Exercise directions =
In the entries that follow, find every line containing "wall" and copy it.

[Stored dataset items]
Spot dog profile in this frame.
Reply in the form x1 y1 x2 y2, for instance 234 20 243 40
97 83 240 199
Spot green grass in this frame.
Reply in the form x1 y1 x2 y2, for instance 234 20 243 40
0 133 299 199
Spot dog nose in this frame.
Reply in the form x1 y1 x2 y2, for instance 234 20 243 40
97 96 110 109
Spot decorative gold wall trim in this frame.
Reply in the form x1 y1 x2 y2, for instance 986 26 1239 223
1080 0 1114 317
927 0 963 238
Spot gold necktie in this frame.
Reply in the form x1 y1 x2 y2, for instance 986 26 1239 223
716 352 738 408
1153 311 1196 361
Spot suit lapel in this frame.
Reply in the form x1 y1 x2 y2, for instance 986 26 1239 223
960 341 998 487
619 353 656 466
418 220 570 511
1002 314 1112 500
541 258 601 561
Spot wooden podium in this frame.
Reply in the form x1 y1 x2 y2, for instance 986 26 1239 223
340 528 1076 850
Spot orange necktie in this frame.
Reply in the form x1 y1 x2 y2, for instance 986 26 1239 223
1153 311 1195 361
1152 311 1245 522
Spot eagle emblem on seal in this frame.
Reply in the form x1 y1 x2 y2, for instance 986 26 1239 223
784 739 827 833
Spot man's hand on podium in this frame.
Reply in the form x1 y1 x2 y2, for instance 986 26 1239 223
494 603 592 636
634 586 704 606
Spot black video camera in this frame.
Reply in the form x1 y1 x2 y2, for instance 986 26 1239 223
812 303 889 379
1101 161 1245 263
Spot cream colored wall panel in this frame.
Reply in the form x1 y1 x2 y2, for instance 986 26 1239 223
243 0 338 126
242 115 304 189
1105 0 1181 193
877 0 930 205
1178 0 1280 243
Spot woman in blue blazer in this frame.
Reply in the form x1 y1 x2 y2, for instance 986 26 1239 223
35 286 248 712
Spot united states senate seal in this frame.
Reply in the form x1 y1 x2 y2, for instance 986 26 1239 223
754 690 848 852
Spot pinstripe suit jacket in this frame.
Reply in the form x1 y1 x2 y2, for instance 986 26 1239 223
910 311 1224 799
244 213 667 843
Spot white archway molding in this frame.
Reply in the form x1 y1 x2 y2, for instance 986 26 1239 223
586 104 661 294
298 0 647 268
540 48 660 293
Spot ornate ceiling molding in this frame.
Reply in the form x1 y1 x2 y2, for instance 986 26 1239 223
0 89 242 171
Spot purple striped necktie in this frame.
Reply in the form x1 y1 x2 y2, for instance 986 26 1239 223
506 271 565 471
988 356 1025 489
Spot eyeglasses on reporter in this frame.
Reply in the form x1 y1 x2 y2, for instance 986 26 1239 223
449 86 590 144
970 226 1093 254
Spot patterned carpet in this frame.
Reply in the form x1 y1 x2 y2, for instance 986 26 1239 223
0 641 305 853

Exercise response =
Spot decorative gold wall trim in this frame.
Spot cream colored wall panel in this frame.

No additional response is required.